EXERCISE AIM :: In the article on robotic surgery in a pig, what is the full name behind the abbreviation STAR?

SOURCE PASSAGE ::
◆ ◆ ◆ ◆ ◆
Robot Performed Surgery on Pig Without Human Intervention

Robot
Photo: Collected

On a pig, a robot successfully performed autonomous abdominal surgery. The breakthrough was published in Science Daily News on Wednesday by researchers at Johns Hopkins University. For years, the team has been programming its Smart Tissue Autonomous Robot (STAR), which completed semi-autonomous laparoscopic surgery in 2018. This is the first time, however, that the robot has done such a surgery without the assistance of a human.

Even for human doctors, laparoscopic surgery is difficult because it aims to reconnect intestines without making large incisions in the stomach. The robot was rejoining the ends of a pig’s intestines in this case.

The team improved the suturing instruments and refined STAR’s vision system after executing a comparable surgery in 2016, but with a larger incision and human assistance, to offer it with better surgical field visualizations.

Laparoscopic surgery on soft tissue systems is particularly difficult because it necessitates rapid modifications in the event that something moves or the surgeon faces an unforeseen obstacle.

Robotic surgery is already ubiquitous around the world, with over 644,000 robotics-assisted procedures performed in 2017, according to one estimate. However, these are all assisted surgeries. The Da Vinci robot does not require the assistance of a human surgeon, which is a genuinely significant achievement in the industry.

“What makes the STAR unique is that it is the first robotic system can plan, modify, and execute a soft tissue surgical plan with minimum human interaction,” said senior author Axel Krieger, an assistant professor of mechanical engineering at Johns Hopkins Whiting School of Engineering.

The benefit of STAR is not only its adaptability, but also the accuracy and repeatability that robotics provides. STAR is built to ensure that you don’t miss a suture or make a mistake. According to Krieger, the robot outperformed humans executing the identical technique.

In terms of what the future of autonomous robot surgery would entail, Krieger told The A. James Clack School of Engineering in 2018 that he could see a robot performing trauma surgery on the battlefield. Krieger and his crew took a giant step toward that ambition this week.
◆ ◆ ◆ ◆ ◆
DATASET EXCERPTS ::
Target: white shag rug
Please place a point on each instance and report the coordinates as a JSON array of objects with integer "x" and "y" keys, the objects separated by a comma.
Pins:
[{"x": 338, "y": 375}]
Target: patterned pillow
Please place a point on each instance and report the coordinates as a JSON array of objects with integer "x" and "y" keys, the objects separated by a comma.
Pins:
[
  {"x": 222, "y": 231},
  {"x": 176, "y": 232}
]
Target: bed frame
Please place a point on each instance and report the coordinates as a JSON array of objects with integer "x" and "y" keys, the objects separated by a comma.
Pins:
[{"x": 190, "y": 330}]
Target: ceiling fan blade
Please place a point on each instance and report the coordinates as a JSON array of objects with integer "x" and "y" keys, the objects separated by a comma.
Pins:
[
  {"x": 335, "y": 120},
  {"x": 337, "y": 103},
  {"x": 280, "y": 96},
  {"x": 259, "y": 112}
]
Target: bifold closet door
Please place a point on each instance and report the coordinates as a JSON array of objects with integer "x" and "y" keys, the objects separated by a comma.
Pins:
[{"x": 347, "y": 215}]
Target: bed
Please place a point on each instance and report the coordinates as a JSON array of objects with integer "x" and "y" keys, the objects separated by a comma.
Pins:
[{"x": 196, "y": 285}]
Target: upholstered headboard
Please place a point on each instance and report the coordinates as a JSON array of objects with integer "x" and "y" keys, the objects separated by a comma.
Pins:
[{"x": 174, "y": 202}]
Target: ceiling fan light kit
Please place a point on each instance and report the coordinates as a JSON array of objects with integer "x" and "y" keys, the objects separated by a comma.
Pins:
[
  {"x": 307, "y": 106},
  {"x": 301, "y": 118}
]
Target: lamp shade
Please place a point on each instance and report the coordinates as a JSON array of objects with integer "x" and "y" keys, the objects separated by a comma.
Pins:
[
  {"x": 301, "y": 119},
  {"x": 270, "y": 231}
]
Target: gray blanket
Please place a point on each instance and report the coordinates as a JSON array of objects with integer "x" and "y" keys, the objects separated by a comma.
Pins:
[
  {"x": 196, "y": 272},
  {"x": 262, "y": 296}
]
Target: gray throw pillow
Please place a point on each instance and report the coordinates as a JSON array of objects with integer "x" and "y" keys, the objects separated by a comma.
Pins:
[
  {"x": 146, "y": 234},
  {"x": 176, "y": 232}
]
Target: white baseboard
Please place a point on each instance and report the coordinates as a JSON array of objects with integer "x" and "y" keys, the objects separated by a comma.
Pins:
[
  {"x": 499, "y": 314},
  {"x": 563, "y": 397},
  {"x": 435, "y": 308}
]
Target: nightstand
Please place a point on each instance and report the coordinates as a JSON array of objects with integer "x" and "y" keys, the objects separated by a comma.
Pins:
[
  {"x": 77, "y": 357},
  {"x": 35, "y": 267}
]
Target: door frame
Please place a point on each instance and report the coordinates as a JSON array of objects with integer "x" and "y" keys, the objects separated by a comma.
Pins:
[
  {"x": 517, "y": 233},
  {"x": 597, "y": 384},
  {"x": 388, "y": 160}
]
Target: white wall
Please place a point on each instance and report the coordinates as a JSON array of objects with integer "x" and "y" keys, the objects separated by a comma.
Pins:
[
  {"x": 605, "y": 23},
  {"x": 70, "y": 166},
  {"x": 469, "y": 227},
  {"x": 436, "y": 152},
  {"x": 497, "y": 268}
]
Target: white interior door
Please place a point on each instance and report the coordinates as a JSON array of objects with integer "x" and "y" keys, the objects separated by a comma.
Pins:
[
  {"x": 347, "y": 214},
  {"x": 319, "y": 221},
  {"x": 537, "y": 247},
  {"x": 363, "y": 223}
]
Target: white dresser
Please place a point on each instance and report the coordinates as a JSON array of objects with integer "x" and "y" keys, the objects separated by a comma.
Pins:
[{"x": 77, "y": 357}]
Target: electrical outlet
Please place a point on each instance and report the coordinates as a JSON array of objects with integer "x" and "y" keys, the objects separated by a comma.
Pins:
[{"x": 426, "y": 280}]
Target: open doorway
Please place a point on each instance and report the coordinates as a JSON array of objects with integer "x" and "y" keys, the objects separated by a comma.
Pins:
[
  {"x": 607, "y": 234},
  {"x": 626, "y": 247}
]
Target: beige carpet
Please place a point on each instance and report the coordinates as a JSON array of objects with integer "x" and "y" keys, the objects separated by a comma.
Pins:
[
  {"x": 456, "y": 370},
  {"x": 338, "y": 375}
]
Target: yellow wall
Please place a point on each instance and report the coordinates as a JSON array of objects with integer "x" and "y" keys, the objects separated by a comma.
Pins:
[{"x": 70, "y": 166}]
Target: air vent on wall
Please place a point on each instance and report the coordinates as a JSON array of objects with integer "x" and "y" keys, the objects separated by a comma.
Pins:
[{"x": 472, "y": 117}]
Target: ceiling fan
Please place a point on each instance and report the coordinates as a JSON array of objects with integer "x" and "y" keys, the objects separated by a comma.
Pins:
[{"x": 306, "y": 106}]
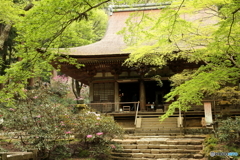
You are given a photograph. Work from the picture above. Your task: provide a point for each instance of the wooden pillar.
(54, 73)
(30, 82)
(116, 96)
(208, 112)
(142, 95)
(90, 91)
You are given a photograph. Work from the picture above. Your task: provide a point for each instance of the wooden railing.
(106, 107)
(19, 155)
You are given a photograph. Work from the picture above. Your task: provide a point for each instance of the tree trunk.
(4, 35)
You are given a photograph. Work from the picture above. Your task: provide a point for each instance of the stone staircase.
(158, 140)
(159, 147)
(152, 126)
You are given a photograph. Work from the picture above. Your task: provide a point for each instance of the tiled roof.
(112, 43)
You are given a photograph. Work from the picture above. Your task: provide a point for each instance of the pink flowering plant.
(39, 121)
(44, 120)
(95, 133)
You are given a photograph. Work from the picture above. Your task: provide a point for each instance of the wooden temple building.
(127, 93)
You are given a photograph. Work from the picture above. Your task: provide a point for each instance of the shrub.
(229, 130)
(43, 121)
(95, 132)
(38, 121)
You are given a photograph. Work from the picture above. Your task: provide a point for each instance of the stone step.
(158, 124)
(156, 134)
(156, 156)
(162, 146)
(172, 119)
(158, 151)
(160, 141)
(131, 136)
(125, 158)
(159, 130)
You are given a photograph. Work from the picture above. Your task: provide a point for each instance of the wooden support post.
(90, 91)
(3, 156)
(208, 113)
(34, 152)
(116, 96)
(142, 95)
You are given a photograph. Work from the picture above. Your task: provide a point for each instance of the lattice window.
(103, 92)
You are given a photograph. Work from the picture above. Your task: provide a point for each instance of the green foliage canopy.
(197, 31)
(41, 30)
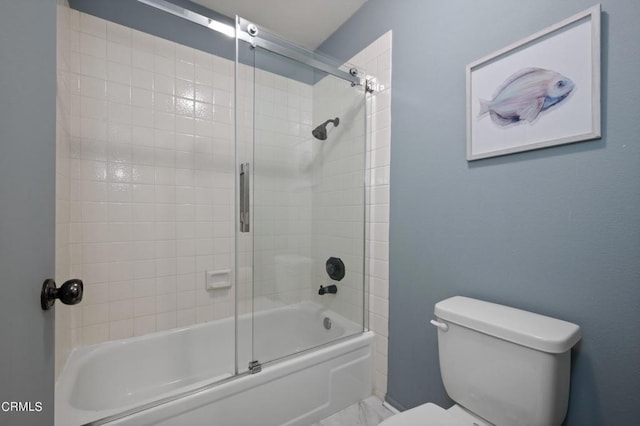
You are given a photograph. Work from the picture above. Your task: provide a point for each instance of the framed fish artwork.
(536, 93)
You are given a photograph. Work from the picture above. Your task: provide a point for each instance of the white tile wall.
(152, 181)
(146, 184)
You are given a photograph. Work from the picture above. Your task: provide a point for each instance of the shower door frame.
(261, 38)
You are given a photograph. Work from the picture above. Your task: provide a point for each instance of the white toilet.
(502, 366)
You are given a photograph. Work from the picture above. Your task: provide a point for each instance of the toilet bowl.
(500, 365)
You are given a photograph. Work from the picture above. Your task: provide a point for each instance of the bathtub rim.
(353, 334)
(304, 357)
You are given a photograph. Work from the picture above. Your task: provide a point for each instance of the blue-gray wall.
(555, 231)
(27, 205)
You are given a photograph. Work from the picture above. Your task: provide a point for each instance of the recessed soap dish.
(215, 280)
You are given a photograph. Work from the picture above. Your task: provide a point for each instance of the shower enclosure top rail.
(250, 33)
(251, 36)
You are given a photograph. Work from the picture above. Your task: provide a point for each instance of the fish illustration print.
(525, 94)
◆ ◆ ◆ ◆ ◆
ANSWER BELOW :: Smart Tissue Autonomous Robot